(Stored data)
____________
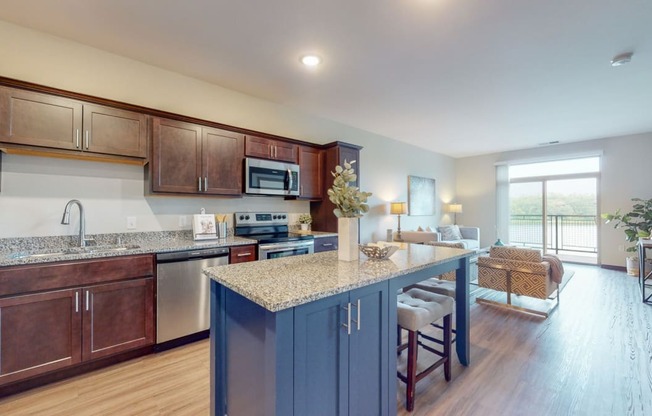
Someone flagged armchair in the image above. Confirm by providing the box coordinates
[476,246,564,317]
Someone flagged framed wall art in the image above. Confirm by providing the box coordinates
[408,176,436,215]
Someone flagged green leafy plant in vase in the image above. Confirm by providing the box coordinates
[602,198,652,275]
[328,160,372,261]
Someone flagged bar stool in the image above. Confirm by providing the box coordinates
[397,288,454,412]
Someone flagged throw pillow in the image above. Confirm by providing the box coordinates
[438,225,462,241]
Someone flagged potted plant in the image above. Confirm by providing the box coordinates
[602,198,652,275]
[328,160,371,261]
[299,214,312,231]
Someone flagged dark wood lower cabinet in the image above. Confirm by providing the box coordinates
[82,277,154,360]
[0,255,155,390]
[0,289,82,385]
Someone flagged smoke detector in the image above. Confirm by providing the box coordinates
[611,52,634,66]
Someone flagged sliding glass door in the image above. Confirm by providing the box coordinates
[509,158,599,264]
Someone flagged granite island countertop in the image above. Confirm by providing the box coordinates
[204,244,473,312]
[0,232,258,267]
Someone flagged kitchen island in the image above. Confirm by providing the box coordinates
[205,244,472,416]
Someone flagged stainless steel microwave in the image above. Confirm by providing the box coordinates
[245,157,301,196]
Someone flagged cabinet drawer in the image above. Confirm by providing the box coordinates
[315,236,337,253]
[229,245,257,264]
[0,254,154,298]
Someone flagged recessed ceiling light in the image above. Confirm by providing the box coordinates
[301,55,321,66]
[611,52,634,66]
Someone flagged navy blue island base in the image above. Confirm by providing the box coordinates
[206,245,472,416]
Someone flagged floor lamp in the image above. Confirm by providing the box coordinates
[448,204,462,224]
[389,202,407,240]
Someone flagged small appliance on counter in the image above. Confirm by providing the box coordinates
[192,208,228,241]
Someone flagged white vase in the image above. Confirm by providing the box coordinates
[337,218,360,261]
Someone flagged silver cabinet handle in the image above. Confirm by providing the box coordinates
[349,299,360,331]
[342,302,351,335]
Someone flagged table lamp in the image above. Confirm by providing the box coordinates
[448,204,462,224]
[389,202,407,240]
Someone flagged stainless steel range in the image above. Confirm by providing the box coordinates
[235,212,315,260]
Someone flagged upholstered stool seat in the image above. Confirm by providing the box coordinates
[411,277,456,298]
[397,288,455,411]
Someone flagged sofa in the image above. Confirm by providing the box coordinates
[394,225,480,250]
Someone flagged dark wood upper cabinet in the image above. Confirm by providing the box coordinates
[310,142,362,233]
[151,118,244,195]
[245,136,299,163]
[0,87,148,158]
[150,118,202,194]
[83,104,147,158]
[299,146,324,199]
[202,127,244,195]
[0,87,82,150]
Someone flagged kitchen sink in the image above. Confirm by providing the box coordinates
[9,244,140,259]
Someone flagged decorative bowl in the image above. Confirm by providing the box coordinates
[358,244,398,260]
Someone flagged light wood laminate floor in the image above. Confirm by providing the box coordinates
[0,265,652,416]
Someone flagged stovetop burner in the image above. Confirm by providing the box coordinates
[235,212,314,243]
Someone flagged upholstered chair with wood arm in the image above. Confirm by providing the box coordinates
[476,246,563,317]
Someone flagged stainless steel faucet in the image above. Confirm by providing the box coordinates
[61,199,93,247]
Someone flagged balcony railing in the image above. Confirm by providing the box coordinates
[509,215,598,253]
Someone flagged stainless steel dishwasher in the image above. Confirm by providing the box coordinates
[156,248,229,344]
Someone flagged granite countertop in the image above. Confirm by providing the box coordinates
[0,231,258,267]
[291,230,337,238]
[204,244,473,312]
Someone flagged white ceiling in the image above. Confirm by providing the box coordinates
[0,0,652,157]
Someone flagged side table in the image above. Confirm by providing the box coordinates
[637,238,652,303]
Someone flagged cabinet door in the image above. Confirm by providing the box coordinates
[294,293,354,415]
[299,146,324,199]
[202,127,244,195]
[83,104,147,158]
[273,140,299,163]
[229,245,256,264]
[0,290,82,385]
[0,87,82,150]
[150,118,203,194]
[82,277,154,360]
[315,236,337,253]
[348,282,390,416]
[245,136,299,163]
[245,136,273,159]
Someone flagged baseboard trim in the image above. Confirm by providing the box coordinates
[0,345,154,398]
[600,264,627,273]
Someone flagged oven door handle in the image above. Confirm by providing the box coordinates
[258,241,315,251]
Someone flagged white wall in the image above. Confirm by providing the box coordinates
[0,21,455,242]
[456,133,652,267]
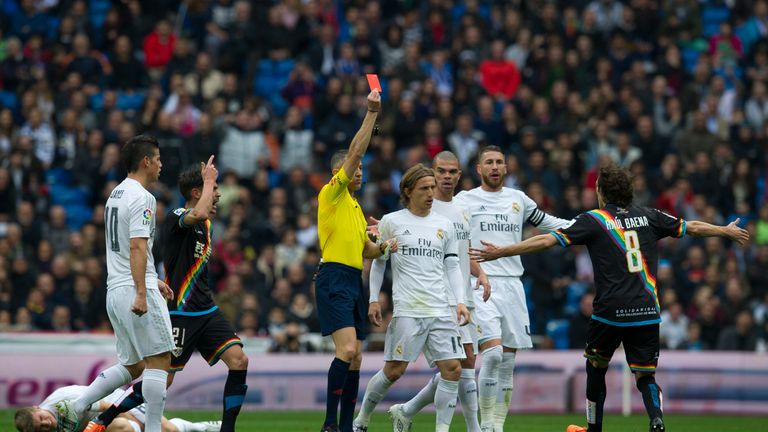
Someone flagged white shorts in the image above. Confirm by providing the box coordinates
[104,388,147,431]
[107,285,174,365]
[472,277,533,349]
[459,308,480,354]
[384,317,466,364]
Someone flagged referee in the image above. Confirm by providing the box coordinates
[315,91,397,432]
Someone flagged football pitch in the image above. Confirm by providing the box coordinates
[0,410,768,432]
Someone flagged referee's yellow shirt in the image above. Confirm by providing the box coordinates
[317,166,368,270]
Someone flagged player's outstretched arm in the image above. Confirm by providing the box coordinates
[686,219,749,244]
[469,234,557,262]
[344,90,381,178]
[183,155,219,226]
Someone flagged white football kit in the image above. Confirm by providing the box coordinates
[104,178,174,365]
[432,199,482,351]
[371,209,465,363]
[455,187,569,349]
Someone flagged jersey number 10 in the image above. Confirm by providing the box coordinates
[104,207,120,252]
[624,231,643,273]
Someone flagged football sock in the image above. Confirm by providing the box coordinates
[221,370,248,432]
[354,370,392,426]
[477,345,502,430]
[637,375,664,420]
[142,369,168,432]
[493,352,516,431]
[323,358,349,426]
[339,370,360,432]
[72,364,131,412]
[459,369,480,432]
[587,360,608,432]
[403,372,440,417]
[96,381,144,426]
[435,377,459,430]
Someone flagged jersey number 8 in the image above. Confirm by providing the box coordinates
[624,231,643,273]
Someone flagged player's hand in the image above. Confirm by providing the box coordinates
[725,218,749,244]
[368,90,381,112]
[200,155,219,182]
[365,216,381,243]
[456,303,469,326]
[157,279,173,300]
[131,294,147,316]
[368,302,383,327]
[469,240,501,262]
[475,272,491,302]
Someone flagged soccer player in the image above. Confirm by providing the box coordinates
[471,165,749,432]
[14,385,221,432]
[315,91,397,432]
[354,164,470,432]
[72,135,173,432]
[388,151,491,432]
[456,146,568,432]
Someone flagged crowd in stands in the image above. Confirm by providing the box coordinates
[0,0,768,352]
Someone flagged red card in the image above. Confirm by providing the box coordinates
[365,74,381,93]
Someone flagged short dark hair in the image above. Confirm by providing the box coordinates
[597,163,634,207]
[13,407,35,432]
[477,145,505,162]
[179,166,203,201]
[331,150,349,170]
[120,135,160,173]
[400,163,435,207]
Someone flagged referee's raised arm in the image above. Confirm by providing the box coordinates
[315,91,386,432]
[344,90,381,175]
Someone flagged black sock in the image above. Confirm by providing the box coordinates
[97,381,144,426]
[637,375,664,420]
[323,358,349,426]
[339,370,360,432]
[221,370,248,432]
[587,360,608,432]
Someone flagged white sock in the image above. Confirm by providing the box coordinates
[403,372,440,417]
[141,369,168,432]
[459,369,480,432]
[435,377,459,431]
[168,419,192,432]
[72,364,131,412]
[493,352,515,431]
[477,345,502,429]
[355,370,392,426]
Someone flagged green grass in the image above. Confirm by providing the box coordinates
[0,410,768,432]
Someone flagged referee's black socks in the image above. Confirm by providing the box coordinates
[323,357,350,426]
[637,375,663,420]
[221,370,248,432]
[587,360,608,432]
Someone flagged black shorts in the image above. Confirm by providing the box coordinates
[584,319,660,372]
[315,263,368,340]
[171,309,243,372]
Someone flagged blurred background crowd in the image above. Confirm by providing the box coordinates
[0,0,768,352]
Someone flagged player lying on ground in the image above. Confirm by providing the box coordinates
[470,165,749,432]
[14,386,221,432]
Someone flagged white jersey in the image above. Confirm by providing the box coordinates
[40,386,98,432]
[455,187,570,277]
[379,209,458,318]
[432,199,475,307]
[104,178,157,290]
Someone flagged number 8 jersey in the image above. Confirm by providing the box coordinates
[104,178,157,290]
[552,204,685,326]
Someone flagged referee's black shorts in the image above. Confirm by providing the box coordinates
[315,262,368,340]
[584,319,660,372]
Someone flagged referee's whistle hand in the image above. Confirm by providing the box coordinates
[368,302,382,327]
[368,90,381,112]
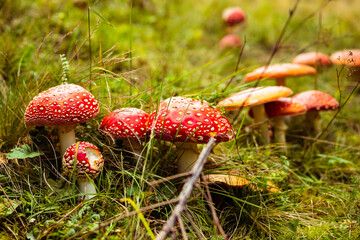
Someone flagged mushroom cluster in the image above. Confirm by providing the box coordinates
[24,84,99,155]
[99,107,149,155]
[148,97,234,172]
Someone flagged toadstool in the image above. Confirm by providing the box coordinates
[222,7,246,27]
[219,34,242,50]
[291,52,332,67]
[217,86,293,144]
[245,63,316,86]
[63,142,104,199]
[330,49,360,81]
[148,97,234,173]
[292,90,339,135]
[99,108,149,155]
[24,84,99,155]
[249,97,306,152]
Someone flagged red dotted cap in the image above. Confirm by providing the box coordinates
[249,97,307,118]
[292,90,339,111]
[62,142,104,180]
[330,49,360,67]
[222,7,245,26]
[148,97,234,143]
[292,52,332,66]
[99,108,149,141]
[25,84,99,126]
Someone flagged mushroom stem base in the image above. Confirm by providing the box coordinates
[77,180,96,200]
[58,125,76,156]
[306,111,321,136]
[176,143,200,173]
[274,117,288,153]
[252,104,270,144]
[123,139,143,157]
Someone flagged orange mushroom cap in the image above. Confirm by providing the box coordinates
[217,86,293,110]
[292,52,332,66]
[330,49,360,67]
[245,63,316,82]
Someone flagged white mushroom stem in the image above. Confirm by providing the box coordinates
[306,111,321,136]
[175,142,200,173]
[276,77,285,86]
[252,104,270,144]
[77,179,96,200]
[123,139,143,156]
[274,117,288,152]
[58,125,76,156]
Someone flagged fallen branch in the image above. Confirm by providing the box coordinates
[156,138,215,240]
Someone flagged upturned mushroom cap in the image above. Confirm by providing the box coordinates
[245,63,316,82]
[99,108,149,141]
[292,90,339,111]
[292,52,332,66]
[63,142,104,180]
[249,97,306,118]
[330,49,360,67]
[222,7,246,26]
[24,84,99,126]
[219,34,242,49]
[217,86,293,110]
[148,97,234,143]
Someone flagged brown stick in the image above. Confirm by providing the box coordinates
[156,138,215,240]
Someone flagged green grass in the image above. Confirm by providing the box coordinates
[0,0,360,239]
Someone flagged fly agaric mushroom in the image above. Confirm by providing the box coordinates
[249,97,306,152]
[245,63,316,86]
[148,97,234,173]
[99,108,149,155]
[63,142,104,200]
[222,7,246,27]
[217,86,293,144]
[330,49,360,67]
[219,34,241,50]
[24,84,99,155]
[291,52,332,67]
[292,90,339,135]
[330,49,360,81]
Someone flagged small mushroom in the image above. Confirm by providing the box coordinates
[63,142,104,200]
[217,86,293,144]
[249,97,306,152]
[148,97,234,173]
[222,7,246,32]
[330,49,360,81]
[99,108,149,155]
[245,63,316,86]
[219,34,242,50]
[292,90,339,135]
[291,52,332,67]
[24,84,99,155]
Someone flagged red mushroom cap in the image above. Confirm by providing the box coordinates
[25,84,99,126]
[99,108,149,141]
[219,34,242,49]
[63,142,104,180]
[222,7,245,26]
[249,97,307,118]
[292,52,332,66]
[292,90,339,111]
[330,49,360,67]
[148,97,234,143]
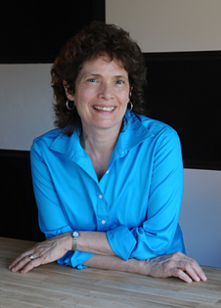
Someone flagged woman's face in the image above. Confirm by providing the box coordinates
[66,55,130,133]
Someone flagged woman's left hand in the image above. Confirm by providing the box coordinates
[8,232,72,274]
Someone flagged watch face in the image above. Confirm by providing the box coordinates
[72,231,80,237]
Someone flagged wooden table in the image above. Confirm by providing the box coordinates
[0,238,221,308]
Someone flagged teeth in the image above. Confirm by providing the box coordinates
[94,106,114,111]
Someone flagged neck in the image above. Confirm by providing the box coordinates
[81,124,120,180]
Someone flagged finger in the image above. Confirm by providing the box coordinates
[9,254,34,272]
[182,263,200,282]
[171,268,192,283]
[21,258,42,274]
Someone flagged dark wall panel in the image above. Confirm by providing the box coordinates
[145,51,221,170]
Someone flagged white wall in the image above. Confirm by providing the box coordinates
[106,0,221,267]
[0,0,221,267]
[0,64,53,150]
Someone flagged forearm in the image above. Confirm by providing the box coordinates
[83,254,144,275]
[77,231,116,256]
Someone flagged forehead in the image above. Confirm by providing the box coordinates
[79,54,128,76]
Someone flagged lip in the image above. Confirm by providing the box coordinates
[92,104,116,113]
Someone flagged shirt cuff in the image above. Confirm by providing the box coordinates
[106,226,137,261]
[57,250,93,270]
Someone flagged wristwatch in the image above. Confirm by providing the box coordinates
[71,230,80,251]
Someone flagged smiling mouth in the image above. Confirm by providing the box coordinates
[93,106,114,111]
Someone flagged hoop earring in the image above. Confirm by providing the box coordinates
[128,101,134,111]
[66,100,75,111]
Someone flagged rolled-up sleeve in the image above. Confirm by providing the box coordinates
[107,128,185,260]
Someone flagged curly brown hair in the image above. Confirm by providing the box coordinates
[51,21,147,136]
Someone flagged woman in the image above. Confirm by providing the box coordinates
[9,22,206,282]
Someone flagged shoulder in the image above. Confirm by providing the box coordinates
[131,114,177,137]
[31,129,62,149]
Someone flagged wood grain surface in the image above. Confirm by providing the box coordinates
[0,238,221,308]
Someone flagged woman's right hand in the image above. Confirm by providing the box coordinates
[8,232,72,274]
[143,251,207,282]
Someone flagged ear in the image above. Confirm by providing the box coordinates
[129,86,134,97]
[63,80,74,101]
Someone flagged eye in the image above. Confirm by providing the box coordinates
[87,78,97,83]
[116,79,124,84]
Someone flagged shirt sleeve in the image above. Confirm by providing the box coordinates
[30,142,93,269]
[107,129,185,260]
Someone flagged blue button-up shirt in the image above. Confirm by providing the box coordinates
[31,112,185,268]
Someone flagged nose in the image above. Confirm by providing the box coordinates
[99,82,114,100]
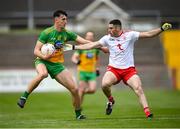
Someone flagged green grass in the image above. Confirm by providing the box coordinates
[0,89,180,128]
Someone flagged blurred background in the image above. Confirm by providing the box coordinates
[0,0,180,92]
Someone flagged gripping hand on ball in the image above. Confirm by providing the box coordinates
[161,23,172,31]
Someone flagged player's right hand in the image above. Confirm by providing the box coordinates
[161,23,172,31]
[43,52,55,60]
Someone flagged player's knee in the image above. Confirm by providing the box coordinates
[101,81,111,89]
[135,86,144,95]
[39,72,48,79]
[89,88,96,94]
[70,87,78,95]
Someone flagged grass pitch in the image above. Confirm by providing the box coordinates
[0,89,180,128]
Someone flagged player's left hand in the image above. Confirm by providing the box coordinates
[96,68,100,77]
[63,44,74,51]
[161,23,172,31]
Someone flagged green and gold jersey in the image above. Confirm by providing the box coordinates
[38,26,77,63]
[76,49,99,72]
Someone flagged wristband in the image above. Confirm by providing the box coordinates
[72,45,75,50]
____________
What to do —
Please edit the records starting with the line containing "Someone flagged wooden" and going on through the line containing "[81,124,120,180]", changing "wooden table" to "dining table" and leaving everything else unchanged. Return only those lines.

Solution —
Someone flagged dining table in the image above. Confirm by providing the box coordinates
[0,238,221,308]
Someone flagged teeth in the image above. Confirm by providing the box coordinates
[94,106,114,111]
Someone flagged neck in the image above. Confirm by providing the box coordinates
[81,124,120,180]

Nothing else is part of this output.